Passage |
────────

In order to obtain sufficient cash with which to retire the preferred stock pursuant to the stipulation filed in the receivership proceeding, it was necessary for the taxpayer to borrow $35,000, and that amount was obtained from a local bank. But the bank required that two-thirds of the common stock be turned over to it, with voting power; and it further required that the taxpayer not assume liability for payment of the fee of the attorneys employed by Lillian E. Campbell and Clarence G. Campbell or enter it on the books as an account payable. The holders of approximately ninety per cent of the common stock agreed that as soon as the loan made by the bank was paid, or earlier if the bank would consent, the taxpayer would reimburse Lillian E. Campbell and Clarence G. Campbell in the amount of the fee paid the attorneys. In 1942, the bank consented, *839 the board of directors of the taxpayer adopted a resolution authorizing reimbursement, and the taxpayer paid Clarence G. Campbell $2500 in cash, paid Lillian E. Campbell $1575 in cash, and executed a note to her for $5925.
The taxpayer kept its books of account on an accrual basis, and in its return for the year 1942 a deduction in the sum of $10,000 was claimed as an ordinary and necessary expense. The Commissioner of Internal Revenue disallowed the deduction and imposed a resulting deficiency in income tax. The Tax Court sustained the action of the Commissioner, and the proceeding is here on review.

────────

Dataset excerpts |
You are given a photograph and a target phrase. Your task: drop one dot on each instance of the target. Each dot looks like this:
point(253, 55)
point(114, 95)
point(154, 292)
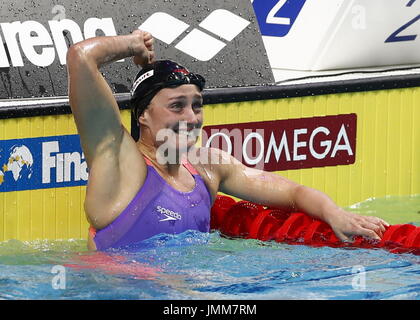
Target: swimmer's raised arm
point(93, 105)
point(273, 190)
point(117, 169)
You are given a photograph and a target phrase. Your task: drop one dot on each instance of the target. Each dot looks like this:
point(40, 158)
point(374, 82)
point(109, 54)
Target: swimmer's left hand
point(347, 224)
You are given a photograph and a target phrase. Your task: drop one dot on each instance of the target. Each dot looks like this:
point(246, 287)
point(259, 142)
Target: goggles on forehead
point(165, 75)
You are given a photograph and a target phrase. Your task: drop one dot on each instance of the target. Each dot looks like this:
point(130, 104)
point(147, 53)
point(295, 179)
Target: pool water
point(194, 265)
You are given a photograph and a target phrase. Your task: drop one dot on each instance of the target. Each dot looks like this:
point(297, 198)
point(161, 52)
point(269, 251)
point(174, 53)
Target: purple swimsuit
point(158, 208)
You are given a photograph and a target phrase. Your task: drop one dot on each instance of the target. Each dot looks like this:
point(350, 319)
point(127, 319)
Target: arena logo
point(198, 44)
point(39, 45)
point(40, 163)
point(288, 144)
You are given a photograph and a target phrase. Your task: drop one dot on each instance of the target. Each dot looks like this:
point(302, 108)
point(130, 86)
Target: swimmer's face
point(175, 113)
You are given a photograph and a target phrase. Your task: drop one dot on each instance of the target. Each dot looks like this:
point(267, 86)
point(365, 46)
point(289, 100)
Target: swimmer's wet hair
point(156, 76)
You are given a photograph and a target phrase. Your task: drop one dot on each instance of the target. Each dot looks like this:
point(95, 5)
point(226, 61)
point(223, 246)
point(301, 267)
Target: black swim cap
point(156, 76)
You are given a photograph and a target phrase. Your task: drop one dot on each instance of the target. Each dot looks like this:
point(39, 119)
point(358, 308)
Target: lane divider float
point(248, 220)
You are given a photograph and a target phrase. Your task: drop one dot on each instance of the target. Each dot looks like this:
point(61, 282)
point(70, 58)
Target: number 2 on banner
point(395, 37)
point(272, 19)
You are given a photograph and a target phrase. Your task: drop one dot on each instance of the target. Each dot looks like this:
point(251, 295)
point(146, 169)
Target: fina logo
point(42, 163)
point(197, 43)
point(19, 164)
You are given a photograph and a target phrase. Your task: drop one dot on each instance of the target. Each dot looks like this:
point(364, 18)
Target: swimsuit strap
point(185, 163)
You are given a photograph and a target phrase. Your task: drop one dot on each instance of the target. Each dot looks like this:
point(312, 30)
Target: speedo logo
point(197, 43)
point(169, 214)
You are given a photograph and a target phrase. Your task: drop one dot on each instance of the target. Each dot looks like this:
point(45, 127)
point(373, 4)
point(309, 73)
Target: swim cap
point(156, 76)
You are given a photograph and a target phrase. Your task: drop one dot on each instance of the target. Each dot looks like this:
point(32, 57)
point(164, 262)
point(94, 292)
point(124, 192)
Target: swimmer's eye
point(197, 107)
point(177, 106)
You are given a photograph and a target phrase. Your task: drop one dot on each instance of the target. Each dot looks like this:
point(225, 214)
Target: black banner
point(219, 39)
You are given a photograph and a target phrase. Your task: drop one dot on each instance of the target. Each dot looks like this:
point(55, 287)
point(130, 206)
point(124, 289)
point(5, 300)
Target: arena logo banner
point(219, 39)
point(288, 144)
point(318, 35)
point(41, 163)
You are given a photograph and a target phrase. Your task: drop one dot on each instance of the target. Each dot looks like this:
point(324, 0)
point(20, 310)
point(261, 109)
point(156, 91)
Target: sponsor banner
point(41, 163)
point(288, 144)
point(218, 39)
point(313, 35)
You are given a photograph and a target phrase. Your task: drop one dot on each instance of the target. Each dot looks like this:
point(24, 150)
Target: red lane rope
point(245, 219)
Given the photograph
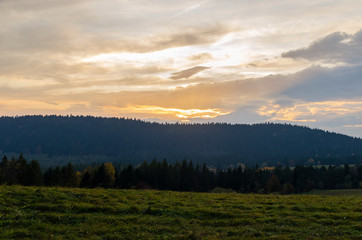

────────

Objectives |
(1) Answer these questions from the tax deduction passage:
(a) How much did the taxpayer borrow from the local bank?
(b) What share of the common stock did the bank require be turned over to it?
(c) On what basis did the taxpayer keep its books of account?
(2) Reproduce the tax deduction passage word for word from "The taxpayer kept" to "here on review.".

Outputs for the tasks |
(1)
(a) $35,000
(b) Two-thirds, with voting power
(c) An accrual basis

(2)
The taxpayer kept its books of account on an accrual basis, and in its return for the year 1942 a deduction in the sum of $10,000 was claimed as an ordinary and necessary expense. The Commissioner of Internal Revenue disallowed the deduction and imposed a resulting deficiency in income tax. The Tax Court sustained the action of the Commissioner, and the proceeding is here on review.